PROBLEM: Write out, word for word, the part of the listing below that opens with the line containing "Drop one point on every instance of the rocky" and closes with the line containing "Drop one point on every instance of the water", keeping both of those lines and adding no others.

STORED DATA:
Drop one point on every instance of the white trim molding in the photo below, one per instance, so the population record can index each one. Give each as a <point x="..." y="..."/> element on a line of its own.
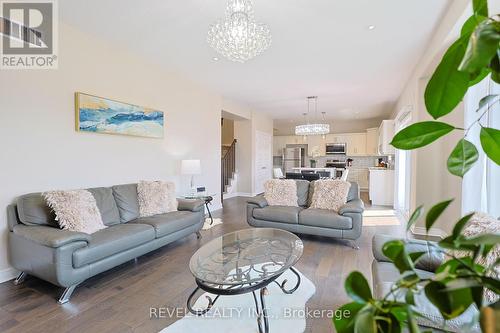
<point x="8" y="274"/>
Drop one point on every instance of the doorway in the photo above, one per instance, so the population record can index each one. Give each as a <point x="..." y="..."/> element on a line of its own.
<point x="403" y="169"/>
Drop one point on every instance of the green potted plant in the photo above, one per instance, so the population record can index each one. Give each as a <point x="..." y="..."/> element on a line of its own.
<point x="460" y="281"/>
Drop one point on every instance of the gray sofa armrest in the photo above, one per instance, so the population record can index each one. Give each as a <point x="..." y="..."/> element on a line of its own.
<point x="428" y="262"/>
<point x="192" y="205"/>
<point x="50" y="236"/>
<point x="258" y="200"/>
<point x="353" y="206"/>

...

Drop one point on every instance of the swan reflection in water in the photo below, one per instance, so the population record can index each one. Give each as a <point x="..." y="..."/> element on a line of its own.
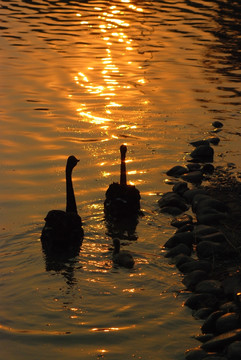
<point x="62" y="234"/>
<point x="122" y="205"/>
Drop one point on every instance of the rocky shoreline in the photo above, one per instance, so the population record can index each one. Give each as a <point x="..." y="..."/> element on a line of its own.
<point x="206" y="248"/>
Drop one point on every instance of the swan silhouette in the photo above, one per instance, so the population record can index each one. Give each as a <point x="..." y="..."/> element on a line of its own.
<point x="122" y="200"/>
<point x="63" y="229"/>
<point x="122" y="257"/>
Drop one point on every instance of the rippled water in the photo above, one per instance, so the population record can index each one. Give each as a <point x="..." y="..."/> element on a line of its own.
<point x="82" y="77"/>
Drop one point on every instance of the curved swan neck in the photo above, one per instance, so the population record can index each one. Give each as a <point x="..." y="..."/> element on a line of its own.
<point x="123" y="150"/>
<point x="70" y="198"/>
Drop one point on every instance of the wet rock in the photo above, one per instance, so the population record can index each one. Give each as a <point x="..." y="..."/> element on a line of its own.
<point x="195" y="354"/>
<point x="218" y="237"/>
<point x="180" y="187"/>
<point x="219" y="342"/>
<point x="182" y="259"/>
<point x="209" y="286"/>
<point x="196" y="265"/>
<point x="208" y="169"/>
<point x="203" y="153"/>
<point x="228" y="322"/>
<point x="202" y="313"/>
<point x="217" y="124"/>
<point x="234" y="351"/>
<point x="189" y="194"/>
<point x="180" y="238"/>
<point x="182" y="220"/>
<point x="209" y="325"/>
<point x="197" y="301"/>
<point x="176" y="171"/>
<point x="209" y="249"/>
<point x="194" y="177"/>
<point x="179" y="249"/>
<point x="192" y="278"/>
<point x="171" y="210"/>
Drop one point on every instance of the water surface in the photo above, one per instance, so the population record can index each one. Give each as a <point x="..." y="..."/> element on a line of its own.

PROBLEM SOLUTION:
Drop one point on every instance of the rocky shoreline in the photo above, one per instance, so the population record can index each one. Give each as a <point x="..." y="..."/> element on a line of its own.
<point x="206" y="248"/>
Drop one point on every instance of the swan silhouette in the photo above, one per instance, so the population record can index each one. Give each as a <point x="..." y="..."/> element on a line of its own.
<point x="122" y="200"/>
<point x="63" y="229"/>
<point x="122" y="257"/>
Drop one point on every instance of the rippled water in the photo above, one per instance, so the population record can index each one. Give each as a <point x="..." y="..."/> element on a line of its own.
<point x="82" y="77"/>
Drop one point on every instance of the curved swan neck in the photo above, one per instance, so the population record can index each one. Give each as a <point x="..." y="..."/> element on a line of its own.
<point x="123" y="150"/>
<point x="70" y="198"/>
Drop one point on every instance of the wet rock in the photo above, one per instance, so the population record can index each one. Give each as a <point x="..." y="..."/> element on a line of its own.
<point x="195" y="354"/>
<point x="218" y="237"/>
<point x="180" y="187"/>
<point x="219" y="342"/>
<point x="182" y="259"/>
<point x="209" y="286"/>
<point x="196" y="265"/>
<point x="208" y="169"/>
<point x="203" y="153"/>
<point x="228" y="322"/>
<point x="202" y="313"/>
<point x="217" y="124"/>
<point x="234" y="351"/>
<point x="189" y="194"/>
<point x="180" y="238"/>
<point x="182" y="220"/>
<point x="209" y="325"/>
<point x="197" y="301"/>
<point x="176" y="171"/>
<point x="209" y="249"/>
<point x="194" y="177"/>
<point x="179" y="249"/>
<point x="192" y="278"/>
<point x="171" y="210"/>
Drop one point on every instance of the water surface in the photo above, one per instance, so the population record can index each one. Give each as a <point x="..." y="..."/> element on a line of its own.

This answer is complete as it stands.